## Written problem
Reproduce exactly, with no other output, every line of the data below from the line containing "[trace] beige stone wall" to the end, inclusive.

## Material provided
* * *
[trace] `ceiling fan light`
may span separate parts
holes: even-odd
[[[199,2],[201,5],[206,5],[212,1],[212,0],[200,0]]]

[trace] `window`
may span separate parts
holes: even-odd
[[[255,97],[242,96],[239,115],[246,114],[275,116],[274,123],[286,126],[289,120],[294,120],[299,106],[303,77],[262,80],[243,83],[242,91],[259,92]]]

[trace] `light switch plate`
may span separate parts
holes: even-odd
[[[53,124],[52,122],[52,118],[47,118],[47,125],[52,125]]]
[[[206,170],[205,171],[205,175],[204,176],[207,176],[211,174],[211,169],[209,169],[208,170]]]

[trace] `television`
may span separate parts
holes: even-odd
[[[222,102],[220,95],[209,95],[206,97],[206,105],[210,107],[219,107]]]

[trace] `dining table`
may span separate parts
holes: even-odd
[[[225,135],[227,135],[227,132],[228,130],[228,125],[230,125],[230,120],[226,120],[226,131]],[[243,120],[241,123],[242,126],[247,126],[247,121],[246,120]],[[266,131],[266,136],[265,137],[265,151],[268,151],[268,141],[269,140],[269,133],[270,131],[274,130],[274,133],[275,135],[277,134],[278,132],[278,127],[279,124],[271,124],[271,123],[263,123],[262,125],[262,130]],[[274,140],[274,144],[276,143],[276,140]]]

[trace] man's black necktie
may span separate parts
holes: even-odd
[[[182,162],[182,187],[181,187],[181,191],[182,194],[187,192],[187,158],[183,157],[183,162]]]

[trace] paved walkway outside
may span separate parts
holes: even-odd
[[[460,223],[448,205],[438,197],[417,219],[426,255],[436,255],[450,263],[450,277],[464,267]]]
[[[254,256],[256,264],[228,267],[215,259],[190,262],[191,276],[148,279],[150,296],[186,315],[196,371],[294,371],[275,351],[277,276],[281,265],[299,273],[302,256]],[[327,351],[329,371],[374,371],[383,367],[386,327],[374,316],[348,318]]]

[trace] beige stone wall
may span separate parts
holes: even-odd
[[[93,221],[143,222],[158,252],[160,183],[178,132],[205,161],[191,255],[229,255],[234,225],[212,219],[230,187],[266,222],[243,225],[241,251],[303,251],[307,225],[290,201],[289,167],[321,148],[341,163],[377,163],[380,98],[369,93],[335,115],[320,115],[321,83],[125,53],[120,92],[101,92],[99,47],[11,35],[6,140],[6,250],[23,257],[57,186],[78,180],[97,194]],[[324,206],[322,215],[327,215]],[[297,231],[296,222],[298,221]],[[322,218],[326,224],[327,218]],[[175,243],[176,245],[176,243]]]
* * *
## Complete output
[trace] beige stone wall
may span separate parts
holes: even-odd
[[[93,221],[143,222],[158,252],[160,183],[178,132],[205,161],[191,255],[229,255],[234,225],[212,219],[230,187],[266,222],[243,225],[241,251],[303,251],[307,225],[290,201],[289,167],[321,148],[341,163],[377,163],[380,98],[369,93],[335,115],[320,115],[321,83],[125,53],[120,92],[101,92],[99,47],[11,35],[6,140],[6,250],[23,257],[57,186],[78,180],[97,194]],[[324,206],[322,215],[327,215]],[[297,231],[296,222],[298,221]],[[322,218],[326,224],[327,218]],[[175,243],[176,245],[176,243]]]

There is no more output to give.